======== GIVEN ENTRIES ========
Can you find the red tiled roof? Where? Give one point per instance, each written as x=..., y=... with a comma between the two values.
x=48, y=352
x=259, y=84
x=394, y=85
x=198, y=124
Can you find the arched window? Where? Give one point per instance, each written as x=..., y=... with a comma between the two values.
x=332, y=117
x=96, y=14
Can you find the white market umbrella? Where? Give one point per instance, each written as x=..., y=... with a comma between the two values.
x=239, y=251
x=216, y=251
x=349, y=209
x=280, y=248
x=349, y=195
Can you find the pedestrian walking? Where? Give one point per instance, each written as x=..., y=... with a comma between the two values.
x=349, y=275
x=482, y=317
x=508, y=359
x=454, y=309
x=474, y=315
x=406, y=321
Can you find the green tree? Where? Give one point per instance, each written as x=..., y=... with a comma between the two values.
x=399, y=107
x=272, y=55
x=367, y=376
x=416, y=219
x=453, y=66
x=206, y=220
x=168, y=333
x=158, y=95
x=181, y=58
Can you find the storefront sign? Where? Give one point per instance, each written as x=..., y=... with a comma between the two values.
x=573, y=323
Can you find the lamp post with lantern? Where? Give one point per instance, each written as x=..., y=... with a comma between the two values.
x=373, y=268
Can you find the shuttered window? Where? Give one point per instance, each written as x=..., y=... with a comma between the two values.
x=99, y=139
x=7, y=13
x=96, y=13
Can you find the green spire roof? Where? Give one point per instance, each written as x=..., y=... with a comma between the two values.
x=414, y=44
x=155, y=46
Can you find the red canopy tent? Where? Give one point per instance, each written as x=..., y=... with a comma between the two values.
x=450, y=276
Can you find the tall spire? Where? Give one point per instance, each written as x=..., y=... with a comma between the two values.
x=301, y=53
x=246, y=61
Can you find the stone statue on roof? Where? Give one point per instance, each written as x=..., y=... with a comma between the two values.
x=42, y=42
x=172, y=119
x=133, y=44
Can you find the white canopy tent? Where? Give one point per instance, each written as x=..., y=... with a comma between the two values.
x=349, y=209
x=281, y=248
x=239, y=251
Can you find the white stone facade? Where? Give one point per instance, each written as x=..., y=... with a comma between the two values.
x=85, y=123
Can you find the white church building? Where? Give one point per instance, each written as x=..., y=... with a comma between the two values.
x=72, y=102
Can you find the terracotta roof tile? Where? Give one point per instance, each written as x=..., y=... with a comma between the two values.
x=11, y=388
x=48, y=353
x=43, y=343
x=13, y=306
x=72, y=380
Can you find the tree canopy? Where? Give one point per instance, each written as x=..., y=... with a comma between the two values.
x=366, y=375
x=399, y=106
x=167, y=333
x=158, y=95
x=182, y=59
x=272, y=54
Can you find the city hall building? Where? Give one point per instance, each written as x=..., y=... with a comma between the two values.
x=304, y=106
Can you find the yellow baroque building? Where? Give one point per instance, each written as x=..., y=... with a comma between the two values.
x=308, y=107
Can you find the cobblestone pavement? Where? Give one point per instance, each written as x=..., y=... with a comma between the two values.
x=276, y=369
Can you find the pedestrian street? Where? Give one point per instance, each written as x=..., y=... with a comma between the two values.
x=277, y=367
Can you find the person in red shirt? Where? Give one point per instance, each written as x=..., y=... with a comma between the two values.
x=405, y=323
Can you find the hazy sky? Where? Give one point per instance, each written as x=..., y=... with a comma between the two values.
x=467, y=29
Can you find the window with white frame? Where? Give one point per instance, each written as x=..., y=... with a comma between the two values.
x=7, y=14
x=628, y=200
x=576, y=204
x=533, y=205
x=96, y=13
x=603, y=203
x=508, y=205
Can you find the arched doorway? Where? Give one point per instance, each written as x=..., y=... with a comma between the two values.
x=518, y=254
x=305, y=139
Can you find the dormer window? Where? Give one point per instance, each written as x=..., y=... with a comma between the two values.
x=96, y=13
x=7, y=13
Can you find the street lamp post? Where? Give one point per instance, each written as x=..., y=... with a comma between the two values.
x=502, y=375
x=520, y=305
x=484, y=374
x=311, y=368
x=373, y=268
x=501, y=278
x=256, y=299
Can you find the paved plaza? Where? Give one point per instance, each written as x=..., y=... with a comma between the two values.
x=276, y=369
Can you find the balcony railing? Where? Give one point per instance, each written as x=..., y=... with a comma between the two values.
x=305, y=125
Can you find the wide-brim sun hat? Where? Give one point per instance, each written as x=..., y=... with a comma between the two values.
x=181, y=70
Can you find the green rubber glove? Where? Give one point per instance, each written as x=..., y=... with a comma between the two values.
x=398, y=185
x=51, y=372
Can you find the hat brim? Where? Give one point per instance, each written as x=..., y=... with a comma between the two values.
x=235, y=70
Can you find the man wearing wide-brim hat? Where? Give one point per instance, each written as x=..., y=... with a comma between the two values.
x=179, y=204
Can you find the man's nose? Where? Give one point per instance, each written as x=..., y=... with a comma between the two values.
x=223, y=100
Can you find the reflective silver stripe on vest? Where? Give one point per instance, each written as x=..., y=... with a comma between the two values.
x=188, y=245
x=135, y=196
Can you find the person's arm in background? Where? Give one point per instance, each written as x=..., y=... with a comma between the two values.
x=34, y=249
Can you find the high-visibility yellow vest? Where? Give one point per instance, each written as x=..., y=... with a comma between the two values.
========
[AIM OF THE TASK]
Reproduce all the lines above with every "Can you find" swapped for "Can you locate", leaving everything else unchanged.

[ANSWER]
Can you locate the red tiled roof? Where? Give one point per instance, each written as x=..., y=... with a comma between the two values.
x=48, y=352
x=259, y=84
x=394, y=85
x=198, y=124
Can you locate the arched window? Where? Give one point per instance, each written as x=..., y=... with a comma between the two values.
x=332, y=117
x=96, y=14
Can you locate the white market umbrella? Where? Give one point per instance, each written as x=..., y=... with a comma between the two values.
x=239, y=251
x=216, y=251
x=349, y=209
x=280, y=248
x=349, y=195
Can you locate the pedestrian walking? Where? Give one point per instance, each written as x=..., y=... with a comma between the two values.
x=349, y=275
x=482, y=317
x=508, y=359
x=454, y=309
x=474, y=315
x=406, y=321
Can you locate the green tree? Where? Give one point per instance, each written as x=..., y=... with a comma between the two values.
x=399, y=107
x=272, y=55
x=367, y=376
x=416, y=219
x=453, y=66
x=206, y=220
x=168, y=333
x=158, y=95
x=181, y=58
Can you locate the storefront sign? Where? Give one point per instance, each written as x=..., y=... with a comma between the two values.
x=573, y=323
Can you locate the lamp post with lantern? Where? Give one point per instance, each written as x=..., y=... with a comma between the two values.
x=373, y=268
Can you locate the shuttered window? Where? Give one point per instance, each written as x=..., y=... with a comma between the two values.
x=99, y=139
x=7, y=13
x=96, y=13
Can you locate the green spire roof? Where? Give one point per instance, each written as x=..., y=... with a comma between the two values.
x=414, y=44
x=155, y=46
Can you locate the red canopy tent? Where? Give one point per instance, each written as x=..., y=... with a comma between the two values.
x=450, y=276
Can you locate the tall spire? Where? Give one point per instance, each written as x=..., y=... with a comma between the two values.
x=301, y=53
x=246, y=61
Can you locate the stone statue on roof? Where? Give one point per instance, each written as x=..., y=... with a comma between the two values.
x=42, y=42
x=172, y=119
x=133, y=44
Can you locate the white canopy tent? Where? Give one point per instance, each written as x=..., y=... with a comma between the two values.
x=349, y=209
x=281, y=248
x=239, y=251
Can you locate the white stone facade? Where? Give one point per instance, each written as x=..., y=... with a comma between the two values.
x=85, y=123
Can you locate the white church building? Where? Give one point per instance, each written as x=..., y=... with a comma between the two values.
x=72, y=102
Can you locate the terracotta roof tile? Where? Give one point per instance, each written as x=..., y=... with a comma between the two values.
x=11, y=388
x=48, y=353
x=43, y=343
x=13, y=306
x=72, y=380
Can you locate the tree canopy? Where? Give one point per instance, each written as x=..., y=... with a comma between the two values.
x=366, y=375
x=399, y=106
x=167, y=333
x=158, y=95
x=182, y=59
x=272, y=54
Can you locate the city hall building? Where? Give one point per instance, each written as x=..., y=... with a comma between the two values.
x=304, y=106
Can you locate the yellow baroque building? Where? Give one point per instance, each written as x=..., y=... with a comma between the two values.
x=308, y=107
Can you locate the cobblestone pavement? Where? Give one point per instance, each written as x=..., y=... with a comma between the two values.
x=276, y=369
Can you locate the pedestrian street? Where? Give one point per instance, each written as x=..., y=... with a comma between the two values.
x=277, y=367
Can you locate the person in red shirt? Where? Give one point per instance, each written as x=..., y=... with a comma between the two values.
x=405, y=323
Can you locate the hazy sky? Where? Give one point per instance, each written as x=..., y=... with a comma between the two values.
x=467, y=29
Can you locate the window with white frame? Where? Give one point per instance, each written as x=..., y=... with a comma between the two values.
x=7, y=14
x=628, y=200
x=576, y=204
x=533, y=205
x=96, y=13
x=603, y=203
x=508, y=205
Can you locate the arched doorway? Where? Give one point per instance, each written as x=..., y=... with a comma between the two values.
x=518, y=254
x=305, y=139
Can you locate the dormer window? Where? Give one point per instance, each written as x=..., y=... with a comma between the two values.
x=96, y=13
x=7, y=13
Can you locate the street lamp post? Where? Give one point per instance, each written as x=..., y=... with a comma between the two values.
x=502, y=375
x=520, y=305
x=484, y=374
x=311, y=368
x=373, y=268
x=501, y=278
x=256, y=299
Can you locate the paved plaza? Where? Give one point per instance, each written as x=..., y=... with a comma between the two values.
x=276, y=369
Can you locate the balcony railing? Where? Give one point per instance, each written as x=..., y=... with a comma between the two values.
x=305, y=125
Can you locate the wide-brim sun hat? Where? Give one point per instance, each written as x=..., y=... with a comma between the two values.
x=181, y=70
Can you locate the green rubber glove? Where? Give one point per instance, each written as x=..., y=... with a comma between the two values.
x=398, y=185
x=51, y=372
Can you locate the hat brim? Where? Give one point per instance, each written as x=..., y=... with a comma between the two values.
x=235, y=70
Can you locate the man wearing wide-brim hat? Where? Give one point per instance, each written as x=..., y=... with a comma between the two values.
x=179, y=204
Can you locate the man's nose? Where? Give one point per instance, each written as x=..., y=... with a comma between the two values.
x=223, y=100
Can you locate the reflective silver stripe on vest? Where? Give one point per instance, each written as x=..., y=... with a comma between the two values.
x=188, y=245
x=135, y=196
Can you locate the person's arm in background? Where? Give one point per instance, each written as x=..., y=... with a comma between the two values.
x=34, y=249
Can you locate the high-visibility yellow vest? Where? Give one point per instance, each written as x=..., y=... with a comma between the two values.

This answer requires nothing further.